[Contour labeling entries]
····················

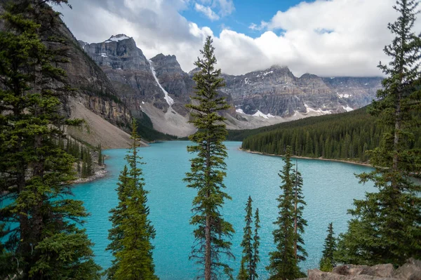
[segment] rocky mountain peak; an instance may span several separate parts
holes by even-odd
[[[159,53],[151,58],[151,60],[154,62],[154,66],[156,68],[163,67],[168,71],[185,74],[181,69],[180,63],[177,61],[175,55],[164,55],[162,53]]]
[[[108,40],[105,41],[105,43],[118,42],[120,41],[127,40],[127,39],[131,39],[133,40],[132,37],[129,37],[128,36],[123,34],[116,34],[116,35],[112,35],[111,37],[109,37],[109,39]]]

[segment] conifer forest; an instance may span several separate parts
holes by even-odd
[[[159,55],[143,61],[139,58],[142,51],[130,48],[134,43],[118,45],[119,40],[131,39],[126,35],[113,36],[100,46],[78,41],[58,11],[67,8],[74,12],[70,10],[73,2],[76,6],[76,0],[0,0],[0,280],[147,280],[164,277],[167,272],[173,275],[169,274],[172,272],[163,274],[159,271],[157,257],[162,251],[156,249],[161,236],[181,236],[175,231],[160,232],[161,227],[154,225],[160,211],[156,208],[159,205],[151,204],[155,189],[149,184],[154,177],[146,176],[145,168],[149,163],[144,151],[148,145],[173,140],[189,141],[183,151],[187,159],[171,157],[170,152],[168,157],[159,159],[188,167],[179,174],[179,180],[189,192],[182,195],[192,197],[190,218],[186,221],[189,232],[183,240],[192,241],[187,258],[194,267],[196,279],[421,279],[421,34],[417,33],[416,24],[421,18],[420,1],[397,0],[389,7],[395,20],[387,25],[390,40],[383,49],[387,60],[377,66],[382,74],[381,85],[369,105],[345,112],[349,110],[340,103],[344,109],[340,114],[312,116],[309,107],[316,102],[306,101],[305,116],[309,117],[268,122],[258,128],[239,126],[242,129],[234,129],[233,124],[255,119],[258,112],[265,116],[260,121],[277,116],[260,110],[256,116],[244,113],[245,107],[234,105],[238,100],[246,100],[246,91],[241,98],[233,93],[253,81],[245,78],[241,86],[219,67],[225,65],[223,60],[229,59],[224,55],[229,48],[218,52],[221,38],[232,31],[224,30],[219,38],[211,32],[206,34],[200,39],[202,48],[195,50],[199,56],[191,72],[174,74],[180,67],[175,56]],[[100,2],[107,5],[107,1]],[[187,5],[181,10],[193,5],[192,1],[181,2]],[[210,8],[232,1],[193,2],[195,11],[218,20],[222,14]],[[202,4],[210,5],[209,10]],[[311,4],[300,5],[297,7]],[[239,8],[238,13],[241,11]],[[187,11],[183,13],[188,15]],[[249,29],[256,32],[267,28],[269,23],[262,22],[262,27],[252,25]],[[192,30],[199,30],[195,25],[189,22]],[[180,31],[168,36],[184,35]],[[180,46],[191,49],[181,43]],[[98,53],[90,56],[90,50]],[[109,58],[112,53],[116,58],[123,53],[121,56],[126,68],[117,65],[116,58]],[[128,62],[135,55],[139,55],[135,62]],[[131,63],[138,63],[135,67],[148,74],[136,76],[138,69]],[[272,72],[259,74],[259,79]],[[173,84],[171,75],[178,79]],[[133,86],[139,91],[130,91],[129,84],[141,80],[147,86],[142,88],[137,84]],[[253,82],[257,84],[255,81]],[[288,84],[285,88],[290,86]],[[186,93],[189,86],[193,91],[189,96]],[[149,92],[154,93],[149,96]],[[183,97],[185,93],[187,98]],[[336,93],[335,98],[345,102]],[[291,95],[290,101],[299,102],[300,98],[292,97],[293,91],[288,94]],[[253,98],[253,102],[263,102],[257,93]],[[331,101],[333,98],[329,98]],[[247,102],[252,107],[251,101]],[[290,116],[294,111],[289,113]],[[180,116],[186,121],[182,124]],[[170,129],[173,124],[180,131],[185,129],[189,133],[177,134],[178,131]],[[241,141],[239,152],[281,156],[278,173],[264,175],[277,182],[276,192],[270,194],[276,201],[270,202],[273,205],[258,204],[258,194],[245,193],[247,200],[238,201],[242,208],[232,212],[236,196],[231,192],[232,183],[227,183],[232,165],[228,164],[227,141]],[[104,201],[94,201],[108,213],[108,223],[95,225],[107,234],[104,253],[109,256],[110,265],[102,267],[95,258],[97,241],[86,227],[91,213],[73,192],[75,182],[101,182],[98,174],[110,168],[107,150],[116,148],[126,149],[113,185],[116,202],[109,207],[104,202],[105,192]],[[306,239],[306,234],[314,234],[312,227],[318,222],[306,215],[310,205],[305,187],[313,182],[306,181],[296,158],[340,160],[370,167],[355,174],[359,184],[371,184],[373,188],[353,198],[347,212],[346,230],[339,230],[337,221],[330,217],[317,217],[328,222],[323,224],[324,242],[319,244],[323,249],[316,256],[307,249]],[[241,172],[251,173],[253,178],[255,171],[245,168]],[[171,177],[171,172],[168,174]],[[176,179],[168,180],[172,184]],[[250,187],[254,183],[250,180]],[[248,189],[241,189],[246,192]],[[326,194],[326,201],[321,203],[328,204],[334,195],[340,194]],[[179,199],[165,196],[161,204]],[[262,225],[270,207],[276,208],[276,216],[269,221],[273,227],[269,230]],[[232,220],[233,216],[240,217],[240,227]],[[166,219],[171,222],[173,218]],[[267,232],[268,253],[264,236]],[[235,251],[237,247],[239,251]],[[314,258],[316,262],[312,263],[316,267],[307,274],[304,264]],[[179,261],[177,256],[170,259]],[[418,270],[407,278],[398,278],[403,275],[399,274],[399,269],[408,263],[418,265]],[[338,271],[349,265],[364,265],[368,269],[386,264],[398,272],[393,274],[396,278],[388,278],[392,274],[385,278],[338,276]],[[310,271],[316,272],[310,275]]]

····················

Work to do - Filter the items above down to the lines containing the word "several", and copy each such line in full.

In response -
[segment] rocky mountain peak; an instance may span several separate parts
[segment] conifer forest; an instance may span several separate parts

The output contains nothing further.